■ **Requirements**: Starting with the line that holds "[spot] the yellow satin", copy out each remaining line of the listing below, up to and including the last one, and include nothing else.

╭─ Dataset

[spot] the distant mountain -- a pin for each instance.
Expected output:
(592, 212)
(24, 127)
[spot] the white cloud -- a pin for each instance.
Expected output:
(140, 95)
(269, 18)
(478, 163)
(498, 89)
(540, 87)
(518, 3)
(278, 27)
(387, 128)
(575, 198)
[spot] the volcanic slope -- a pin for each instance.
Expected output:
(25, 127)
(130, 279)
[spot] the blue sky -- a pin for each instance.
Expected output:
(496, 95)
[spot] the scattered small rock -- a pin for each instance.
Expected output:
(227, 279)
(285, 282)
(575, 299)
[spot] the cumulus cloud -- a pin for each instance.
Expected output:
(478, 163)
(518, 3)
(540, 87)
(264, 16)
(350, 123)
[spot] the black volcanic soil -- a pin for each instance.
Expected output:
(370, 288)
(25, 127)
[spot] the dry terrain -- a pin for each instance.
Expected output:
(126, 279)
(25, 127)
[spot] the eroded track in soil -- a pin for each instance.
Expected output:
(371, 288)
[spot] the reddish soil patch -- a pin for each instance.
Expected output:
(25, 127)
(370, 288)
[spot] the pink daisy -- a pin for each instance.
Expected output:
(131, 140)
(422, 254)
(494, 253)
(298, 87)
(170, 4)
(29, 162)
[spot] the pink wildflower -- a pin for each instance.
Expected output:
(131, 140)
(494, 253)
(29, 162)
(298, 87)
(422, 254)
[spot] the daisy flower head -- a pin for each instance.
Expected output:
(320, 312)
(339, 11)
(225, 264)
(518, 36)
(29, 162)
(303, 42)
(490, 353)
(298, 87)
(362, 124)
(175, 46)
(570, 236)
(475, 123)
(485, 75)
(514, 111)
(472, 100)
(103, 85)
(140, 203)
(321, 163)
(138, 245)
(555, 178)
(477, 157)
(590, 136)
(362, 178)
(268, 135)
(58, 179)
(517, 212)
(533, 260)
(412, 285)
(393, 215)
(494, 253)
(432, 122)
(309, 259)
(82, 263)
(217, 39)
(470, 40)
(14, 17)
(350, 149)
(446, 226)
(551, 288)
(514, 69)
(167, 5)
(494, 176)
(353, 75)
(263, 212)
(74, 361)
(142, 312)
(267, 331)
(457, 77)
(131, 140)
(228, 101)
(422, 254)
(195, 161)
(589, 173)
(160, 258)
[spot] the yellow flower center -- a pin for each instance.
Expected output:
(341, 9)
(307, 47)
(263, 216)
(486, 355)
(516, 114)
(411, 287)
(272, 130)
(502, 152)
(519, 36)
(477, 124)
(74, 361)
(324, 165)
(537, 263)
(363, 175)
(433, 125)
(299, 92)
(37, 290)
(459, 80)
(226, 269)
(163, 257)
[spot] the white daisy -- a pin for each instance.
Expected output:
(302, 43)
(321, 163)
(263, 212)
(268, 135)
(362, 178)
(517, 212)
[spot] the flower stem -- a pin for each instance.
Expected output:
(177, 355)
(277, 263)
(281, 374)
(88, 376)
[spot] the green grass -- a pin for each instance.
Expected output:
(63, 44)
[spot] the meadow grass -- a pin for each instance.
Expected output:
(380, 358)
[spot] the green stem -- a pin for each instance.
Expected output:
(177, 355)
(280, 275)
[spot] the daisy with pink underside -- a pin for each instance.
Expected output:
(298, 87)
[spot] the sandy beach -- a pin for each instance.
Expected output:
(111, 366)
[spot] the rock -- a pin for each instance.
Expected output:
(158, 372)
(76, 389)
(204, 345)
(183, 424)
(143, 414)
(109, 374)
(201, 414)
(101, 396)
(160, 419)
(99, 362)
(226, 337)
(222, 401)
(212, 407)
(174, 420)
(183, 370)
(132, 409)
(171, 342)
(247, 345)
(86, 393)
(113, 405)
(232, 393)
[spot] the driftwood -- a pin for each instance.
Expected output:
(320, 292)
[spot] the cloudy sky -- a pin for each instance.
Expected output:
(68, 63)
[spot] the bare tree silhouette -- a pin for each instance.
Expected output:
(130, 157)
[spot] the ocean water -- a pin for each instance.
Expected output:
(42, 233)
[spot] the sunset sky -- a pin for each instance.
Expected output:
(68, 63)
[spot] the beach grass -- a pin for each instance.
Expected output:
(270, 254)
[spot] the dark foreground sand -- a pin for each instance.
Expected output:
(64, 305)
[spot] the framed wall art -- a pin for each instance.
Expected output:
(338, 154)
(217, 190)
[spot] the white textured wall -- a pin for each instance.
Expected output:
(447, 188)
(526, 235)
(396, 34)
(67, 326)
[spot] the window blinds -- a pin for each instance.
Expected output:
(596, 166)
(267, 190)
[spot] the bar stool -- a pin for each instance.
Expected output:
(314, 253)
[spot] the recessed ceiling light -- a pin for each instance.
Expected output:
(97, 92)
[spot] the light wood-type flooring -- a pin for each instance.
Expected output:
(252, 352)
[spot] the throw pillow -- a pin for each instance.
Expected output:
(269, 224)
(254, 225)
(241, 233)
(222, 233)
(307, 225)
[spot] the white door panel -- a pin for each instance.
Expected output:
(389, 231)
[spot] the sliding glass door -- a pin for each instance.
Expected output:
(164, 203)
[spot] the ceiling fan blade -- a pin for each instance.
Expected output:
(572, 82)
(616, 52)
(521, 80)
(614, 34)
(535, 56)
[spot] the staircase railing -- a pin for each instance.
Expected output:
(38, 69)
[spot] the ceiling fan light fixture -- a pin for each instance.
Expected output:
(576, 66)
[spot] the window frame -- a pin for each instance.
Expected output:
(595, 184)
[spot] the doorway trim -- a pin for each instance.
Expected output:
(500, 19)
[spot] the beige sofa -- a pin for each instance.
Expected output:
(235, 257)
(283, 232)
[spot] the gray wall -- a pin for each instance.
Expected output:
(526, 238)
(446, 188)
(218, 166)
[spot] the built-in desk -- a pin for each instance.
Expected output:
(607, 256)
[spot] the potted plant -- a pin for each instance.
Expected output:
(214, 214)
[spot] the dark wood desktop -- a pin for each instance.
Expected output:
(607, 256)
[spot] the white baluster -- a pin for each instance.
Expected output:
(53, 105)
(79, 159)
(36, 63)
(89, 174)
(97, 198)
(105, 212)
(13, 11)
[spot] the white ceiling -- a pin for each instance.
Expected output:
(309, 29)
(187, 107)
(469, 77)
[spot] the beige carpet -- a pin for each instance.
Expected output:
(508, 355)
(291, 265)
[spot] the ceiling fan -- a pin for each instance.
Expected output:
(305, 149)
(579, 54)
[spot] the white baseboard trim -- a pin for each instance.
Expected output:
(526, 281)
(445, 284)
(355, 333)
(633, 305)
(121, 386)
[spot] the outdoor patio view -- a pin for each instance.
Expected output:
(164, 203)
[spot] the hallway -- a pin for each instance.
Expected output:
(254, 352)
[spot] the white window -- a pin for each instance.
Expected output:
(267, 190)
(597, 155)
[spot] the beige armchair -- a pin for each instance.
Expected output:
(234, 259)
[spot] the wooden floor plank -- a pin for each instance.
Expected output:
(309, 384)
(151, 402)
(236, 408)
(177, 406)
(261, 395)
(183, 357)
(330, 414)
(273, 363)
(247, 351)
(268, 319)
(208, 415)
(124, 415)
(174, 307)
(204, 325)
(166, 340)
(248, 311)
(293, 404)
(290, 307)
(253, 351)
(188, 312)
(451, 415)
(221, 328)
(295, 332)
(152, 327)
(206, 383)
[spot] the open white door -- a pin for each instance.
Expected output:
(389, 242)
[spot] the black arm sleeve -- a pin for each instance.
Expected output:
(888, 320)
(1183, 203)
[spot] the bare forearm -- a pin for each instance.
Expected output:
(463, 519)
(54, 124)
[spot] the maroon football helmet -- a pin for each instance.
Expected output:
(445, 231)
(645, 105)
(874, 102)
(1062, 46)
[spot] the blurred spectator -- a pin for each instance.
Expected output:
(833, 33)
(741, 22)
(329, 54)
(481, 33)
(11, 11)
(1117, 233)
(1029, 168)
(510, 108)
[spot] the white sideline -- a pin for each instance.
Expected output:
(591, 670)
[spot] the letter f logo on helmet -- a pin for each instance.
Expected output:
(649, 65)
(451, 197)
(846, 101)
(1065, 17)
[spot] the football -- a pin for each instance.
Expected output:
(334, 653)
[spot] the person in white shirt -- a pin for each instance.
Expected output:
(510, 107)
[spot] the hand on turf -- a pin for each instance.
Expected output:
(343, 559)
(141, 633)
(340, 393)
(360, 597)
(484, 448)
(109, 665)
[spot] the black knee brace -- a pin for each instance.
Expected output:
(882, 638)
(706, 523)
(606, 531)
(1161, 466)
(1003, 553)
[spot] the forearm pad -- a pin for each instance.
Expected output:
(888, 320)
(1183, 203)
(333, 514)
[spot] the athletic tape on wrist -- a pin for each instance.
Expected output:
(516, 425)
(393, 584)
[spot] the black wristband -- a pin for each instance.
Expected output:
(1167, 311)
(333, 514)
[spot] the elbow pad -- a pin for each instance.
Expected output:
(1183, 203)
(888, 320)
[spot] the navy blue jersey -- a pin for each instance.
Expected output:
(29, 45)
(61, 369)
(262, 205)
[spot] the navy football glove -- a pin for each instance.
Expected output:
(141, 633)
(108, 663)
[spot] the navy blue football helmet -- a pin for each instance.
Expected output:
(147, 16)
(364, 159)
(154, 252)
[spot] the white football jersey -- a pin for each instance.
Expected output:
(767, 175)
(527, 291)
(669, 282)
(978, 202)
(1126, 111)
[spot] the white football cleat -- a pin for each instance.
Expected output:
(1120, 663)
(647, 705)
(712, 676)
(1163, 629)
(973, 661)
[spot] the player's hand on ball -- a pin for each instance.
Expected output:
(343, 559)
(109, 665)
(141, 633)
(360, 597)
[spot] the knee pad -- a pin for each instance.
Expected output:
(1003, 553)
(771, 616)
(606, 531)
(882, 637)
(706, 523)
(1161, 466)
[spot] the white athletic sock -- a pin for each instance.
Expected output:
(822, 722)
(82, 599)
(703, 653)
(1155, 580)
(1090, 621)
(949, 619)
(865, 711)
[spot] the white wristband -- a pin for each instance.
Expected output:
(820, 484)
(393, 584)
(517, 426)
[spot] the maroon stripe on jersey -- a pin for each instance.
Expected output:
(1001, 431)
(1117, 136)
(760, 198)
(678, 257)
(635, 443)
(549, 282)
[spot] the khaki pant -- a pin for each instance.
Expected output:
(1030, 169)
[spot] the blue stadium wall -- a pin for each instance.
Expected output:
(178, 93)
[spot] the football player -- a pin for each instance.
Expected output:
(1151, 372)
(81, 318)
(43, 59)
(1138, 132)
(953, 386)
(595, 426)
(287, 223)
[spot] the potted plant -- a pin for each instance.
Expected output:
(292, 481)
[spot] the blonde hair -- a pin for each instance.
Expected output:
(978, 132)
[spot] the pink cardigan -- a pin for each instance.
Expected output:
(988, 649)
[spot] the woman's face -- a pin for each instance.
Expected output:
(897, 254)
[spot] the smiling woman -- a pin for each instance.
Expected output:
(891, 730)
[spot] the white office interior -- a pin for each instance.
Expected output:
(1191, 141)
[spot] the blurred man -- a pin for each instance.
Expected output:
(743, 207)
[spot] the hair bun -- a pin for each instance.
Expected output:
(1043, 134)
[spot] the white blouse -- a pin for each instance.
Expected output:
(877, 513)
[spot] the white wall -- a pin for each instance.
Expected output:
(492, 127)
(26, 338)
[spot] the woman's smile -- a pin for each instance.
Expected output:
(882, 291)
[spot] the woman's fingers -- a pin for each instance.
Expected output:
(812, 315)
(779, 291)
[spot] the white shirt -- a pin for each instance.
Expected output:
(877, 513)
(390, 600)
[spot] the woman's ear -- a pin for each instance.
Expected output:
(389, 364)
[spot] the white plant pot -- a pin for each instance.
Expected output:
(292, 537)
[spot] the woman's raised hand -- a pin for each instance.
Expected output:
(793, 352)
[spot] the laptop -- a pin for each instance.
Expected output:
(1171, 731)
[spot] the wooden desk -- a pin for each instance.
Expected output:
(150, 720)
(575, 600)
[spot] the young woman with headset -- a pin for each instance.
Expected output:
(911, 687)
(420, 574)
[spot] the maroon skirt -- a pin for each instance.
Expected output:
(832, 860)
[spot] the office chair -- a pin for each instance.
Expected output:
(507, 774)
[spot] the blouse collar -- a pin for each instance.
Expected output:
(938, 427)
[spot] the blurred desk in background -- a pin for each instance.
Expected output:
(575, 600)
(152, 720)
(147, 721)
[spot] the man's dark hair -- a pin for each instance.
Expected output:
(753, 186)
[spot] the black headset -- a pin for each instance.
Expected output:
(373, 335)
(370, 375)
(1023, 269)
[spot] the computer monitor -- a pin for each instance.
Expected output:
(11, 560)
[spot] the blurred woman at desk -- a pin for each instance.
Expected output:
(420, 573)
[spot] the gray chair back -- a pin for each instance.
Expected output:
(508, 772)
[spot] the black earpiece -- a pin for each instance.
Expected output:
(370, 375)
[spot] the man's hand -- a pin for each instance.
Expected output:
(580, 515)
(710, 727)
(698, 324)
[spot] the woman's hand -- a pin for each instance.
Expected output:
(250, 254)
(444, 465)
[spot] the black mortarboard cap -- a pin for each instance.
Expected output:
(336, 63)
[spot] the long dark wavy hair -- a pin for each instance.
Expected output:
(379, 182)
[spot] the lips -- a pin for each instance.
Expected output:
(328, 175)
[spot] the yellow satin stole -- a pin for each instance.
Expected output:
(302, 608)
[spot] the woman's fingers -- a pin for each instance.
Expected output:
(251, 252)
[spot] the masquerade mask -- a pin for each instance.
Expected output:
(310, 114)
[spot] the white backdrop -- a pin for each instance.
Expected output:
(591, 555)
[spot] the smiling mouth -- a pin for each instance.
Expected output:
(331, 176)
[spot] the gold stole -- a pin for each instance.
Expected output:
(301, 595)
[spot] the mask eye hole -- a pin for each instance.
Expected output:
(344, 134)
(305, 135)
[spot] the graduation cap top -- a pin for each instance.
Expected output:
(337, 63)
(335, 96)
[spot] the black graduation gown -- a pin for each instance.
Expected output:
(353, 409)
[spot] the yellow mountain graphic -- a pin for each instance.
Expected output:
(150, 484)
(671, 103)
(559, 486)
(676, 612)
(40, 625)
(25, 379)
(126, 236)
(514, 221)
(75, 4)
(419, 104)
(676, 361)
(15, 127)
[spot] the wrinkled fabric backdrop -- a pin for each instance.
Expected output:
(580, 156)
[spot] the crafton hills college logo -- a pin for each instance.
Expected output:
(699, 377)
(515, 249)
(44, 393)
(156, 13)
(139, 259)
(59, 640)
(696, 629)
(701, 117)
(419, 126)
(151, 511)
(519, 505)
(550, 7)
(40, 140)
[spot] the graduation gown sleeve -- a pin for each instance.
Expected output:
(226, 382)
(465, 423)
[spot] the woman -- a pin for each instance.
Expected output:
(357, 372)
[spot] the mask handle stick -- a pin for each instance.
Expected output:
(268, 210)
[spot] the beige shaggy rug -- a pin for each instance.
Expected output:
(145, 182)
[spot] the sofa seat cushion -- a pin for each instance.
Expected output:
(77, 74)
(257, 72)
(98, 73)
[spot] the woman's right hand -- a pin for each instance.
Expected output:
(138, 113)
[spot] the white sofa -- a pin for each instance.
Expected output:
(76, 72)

╰─

■ **Response to this task**:
[spot] the yellow satin stole -- a pin for each instance.
Expected output:
(302, 608)
[spot] the woman's fingers -- a pin for each instance.
Expected output:
(251, 252)
[spot] the masquerade mask -- a pin for each instance.
Expected output:
(310, 114)
[spot] the white backdrop -- a pin for each instance.
Expected output:
(591, 555)
[spot] the smiling mouth -- a pin for each instance.
Expected output:
(331, 176)
[spot] the gold stole -- a pin for each instance.
Expected output:
(301, 595)
[spot] the mask eye hole -- a pin for each instance.
Expected output:
(344, 134)
(305, 135)
[spot] the graduation cap top -- a pin for each instance.
Expected output:
(337, 63)
(335, 96)
[spot] the black graduation gown -- a pin for each instance.
Expected output:
(353, 409)
[spot] the yellow mountain graphic -- a pin for each instance.
Expected output:
(150, 484)
(671, 103)
(559, 486)
(676, 612)
(40, 625)
(25, 379)
(126, 236)
(514, 221)
(75, 4)
(419, 104)
(676, 361)
(15, 127)
[spot] the wrinkled fabric backdrop -- a pin for each instance.
Expected output:
(580, 156)
[spot] the crafton hills college logo -- a pin for each instance.
Expected output:
(699, 377)
(515, 249)
(44, 393)
(156, 13)
(139, 259)
(59, 640)
(696, 629)
(701, 117)
(419, 126)
(151, 511)
(519, 505)
(550, 7)
(40, 140)
[spot] the graduation gown sleeve -- a pin for each instance.
Expected output:
(226, 382)
(465, 423)
[spot] the woman -- a pin for each instance.
Expected output:
(357, 372)
[spot] the mask handle stick -- a pin for each instance.
Expected output:
(268, 210)
[spot] the beige shaggy rug -- a pin for each instance.
Expected output:
(145, 182)
[spot] the sofa seat cushion -- a pin for each instance.
Expected output:
(77, 74)
(257, 72)
(98, 73)
[spot] the woman's right hand -- a pin for each instance.
Expected output:
(138, 113)
[spot] the white sofa -- a pin for each instance.
Expected output:
(76, 72)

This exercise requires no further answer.